### WORK INSTRUCTION A
List every distinct hashtag used in the thread about running LLMs on phones, each written once.
### WORK INSTRUCTION B
Quote the part of the thread about running LLMs on phones starting at "Today, I found" and ending at "out of scope.".

Today, I found a great presentation by @okias about running #OpenCL-accelerated #LLMs on @postmarketOS (see: https://fosdem.org/2024/events/attachments/fosdem-2024-3364-why-not-run-opencl-accelerated-llm-on-your-phone-/slides/22383/Why_not_run_OpenCL-accelerated_LLM_on_your_phon_nK2DudB.pdf). @okias showed a benchmark with a OnePlus 6 device. I wonder whether it would be possible to use even older hardware to run a functional #LLM. Is there maybe even a list of supported devices?
@LukasBrausch @postmarketOS Thanks. Adreno 630 is a pretty powerful high-end mobile GPU and I was running only GPT2-level LLM. I think older GPUs exposing OpenCL could be still leveraged to accelerate some simpler tasks (e.g. translators etc.), but bigger LLM would be out of scope.
@okias @postmarketOS I see. Thanks a lot for the clarification. What about the other extreme? What's the most potent #LLM that can currently be run on a phone (preferably using only free solutions, such as @postmarketOS)? To me, the idea of having an #OpenSource LLM on a phone instead of a large server farm is just very intriguing.
@LukasBrausch @postmarketOS I think someone mentioned some success regarding some simple small GPT-3. I didn't continue pursuing it, because I want to address a hack I had to do for in Mesa for Tinygrad to work. We also need to get the driver part finished and reviewed. I see the "future" more in smart translators and simple one-language speech recognition on these low-power devices.
@okias @postmarketOS Thanks a lot for your insights and the hard work you're doing here. Much appreciated.

### EXTRACTED ENTRIES
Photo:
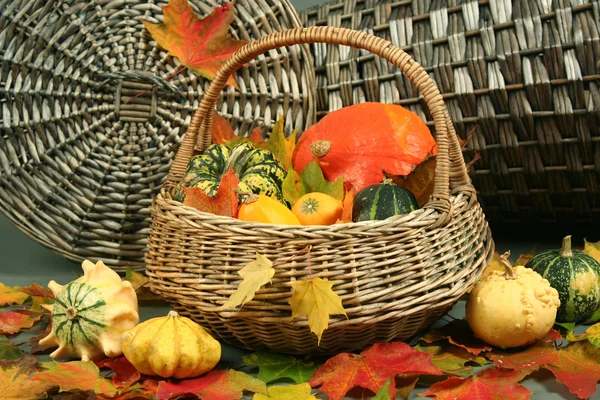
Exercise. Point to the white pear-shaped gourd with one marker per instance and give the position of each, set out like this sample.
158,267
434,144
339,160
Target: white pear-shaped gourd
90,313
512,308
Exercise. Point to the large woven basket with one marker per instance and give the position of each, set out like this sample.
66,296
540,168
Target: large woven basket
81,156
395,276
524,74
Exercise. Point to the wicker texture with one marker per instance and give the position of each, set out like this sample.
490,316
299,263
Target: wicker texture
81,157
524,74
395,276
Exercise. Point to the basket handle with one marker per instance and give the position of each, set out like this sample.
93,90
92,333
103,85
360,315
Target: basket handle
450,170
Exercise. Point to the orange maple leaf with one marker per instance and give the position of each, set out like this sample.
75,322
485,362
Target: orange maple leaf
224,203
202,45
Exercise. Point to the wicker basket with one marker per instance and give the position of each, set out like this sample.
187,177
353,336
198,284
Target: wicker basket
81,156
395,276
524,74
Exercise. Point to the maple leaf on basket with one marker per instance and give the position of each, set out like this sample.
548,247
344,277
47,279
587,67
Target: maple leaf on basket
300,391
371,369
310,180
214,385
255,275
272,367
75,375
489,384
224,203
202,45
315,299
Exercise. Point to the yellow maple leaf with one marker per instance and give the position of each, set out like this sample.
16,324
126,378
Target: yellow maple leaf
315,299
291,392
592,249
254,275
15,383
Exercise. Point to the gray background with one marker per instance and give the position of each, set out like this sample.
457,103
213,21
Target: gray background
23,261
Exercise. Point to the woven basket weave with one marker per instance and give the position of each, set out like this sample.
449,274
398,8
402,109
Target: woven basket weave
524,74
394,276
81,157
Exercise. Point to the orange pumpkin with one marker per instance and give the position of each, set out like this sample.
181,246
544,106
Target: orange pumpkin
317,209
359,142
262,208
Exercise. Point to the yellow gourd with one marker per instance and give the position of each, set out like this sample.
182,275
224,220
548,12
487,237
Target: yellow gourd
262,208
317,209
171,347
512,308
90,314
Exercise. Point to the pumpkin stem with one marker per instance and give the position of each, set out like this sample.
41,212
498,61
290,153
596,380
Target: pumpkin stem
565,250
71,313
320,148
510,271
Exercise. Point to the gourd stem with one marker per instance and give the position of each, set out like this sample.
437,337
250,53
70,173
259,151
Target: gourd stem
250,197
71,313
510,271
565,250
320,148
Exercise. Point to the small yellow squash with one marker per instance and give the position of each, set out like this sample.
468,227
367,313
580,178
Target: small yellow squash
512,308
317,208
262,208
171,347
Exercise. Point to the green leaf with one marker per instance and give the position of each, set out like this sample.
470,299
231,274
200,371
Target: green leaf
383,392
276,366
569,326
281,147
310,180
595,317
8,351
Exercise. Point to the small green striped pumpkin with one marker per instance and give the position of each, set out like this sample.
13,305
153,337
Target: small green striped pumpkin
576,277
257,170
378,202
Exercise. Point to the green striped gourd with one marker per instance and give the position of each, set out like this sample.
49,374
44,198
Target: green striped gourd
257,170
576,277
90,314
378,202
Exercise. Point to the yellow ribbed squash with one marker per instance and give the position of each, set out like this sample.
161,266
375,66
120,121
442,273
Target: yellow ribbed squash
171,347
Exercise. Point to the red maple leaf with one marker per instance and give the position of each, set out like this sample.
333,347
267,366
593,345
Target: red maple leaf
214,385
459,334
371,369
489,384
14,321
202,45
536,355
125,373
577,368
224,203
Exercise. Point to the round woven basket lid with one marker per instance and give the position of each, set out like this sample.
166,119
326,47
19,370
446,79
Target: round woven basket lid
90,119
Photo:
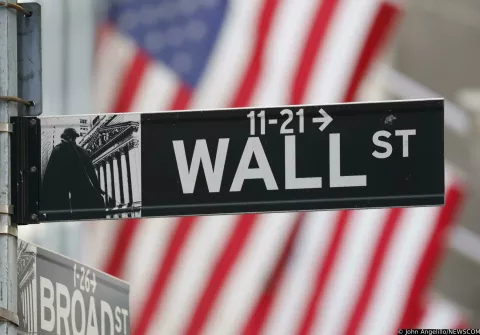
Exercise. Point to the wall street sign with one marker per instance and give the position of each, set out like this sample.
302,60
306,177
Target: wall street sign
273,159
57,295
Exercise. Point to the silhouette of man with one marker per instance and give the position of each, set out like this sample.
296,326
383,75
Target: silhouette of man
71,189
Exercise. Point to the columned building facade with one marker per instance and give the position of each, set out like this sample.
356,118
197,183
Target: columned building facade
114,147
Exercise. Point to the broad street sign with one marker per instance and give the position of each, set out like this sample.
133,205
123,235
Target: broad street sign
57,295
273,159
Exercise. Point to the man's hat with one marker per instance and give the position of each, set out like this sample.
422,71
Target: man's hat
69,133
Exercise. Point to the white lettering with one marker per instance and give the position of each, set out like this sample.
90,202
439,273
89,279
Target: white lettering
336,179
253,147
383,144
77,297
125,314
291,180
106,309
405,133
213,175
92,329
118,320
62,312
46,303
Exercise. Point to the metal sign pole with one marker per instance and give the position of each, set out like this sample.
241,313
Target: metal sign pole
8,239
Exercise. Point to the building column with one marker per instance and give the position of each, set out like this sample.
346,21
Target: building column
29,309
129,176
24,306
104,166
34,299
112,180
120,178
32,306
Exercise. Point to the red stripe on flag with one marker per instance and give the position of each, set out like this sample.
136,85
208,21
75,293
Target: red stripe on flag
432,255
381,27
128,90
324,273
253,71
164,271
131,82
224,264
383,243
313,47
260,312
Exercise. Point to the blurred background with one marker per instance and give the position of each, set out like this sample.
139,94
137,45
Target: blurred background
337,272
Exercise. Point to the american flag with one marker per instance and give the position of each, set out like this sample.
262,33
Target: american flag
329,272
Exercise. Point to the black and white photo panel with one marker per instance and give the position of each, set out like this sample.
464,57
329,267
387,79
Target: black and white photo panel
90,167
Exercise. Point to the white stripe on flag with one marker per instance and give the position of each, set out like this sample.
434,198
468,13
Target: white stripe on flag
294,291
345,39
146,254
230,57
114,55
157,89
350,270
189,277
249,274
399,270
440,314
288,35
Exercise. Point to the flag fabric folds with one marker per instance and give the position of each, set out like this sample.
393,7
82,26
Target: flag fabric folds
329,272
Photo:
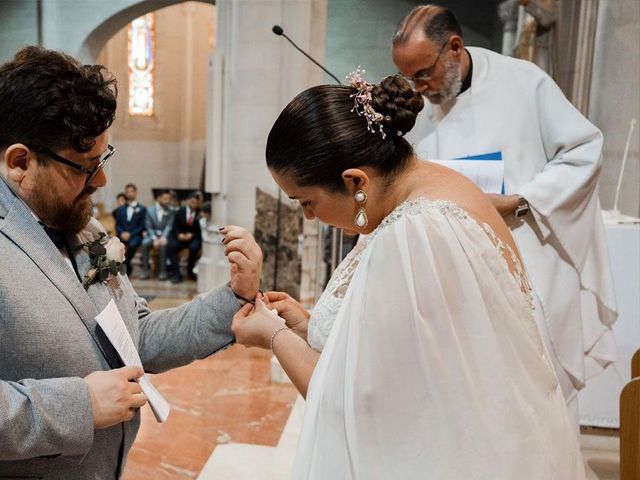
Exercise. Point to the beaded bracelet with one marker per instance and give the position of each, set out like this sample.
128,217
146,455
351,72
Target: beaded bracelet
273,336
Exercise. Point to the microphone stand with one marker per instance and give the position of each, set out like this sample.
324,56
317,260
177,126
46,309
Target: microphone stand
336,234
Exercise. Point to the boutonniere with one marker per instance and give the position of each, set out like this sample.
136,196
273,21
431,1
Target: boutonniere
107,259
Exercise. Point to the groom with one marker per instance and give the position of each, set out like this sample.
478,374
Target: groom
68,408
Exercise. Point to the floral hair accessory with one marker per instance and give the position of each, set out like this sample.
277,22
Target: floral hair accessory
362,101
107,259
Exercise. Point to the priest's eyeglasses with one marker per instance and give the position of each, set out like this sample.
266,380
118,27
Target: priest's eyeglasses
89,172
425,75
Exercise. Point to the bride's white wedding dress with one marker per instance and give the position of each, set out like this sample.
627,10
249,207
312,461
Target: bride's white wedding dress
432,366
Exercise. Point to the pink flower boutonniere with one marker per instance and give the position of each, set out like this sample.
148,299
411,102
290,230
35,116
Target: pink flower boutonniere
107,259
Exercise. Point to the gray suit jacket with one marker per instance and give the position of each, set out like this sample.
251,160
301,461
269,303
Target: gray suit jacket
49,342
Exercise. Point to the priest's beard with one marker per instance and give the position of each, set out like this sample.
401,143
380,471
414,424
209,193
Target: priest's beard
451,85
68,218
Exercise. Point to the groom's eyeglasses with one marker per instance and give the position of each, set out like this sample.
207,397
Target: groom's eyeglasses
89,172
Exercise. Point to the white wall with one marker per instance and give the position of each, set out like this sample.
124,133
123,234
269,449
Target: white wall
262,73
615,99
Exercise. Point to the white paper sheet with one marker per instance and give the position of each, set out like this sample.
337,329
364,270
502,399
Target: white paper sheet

### RESPONSE A
#OpenCL-accelerated
#LLMs
#LLM
#OpenSource

### RESPONSE B
Today, I found a great presentation by @okias about running #OpenCL-accelerated #LLMs on @postmarketOS (see: https://fosdem.org/2024/events/attachments/fosdem-2024-3364-why-not-run-opencl-accelerated-llm-on-your-phone-/slides/22383/Why_not_run_OpenCL-accelerated_LLM_on_your_phon_nK2DudB.pdf). @okias showed a benchmark with a OnePlus 6 device. I wonder whether it would be possible to use even older hardware to run a functional #LLM. Is there maybe even a list of supported devices?
@LukasBrausch @postmarketOS Thanks. Adreno 630 is a pretty powerful high-end mobile GPU and I was running only GPT2-level LLM. I think older GPUs exposing OpenCL could be still leveraged to accelerate some simpler tasks (e.g. translators etc.), but bigger LLM would be out of scope.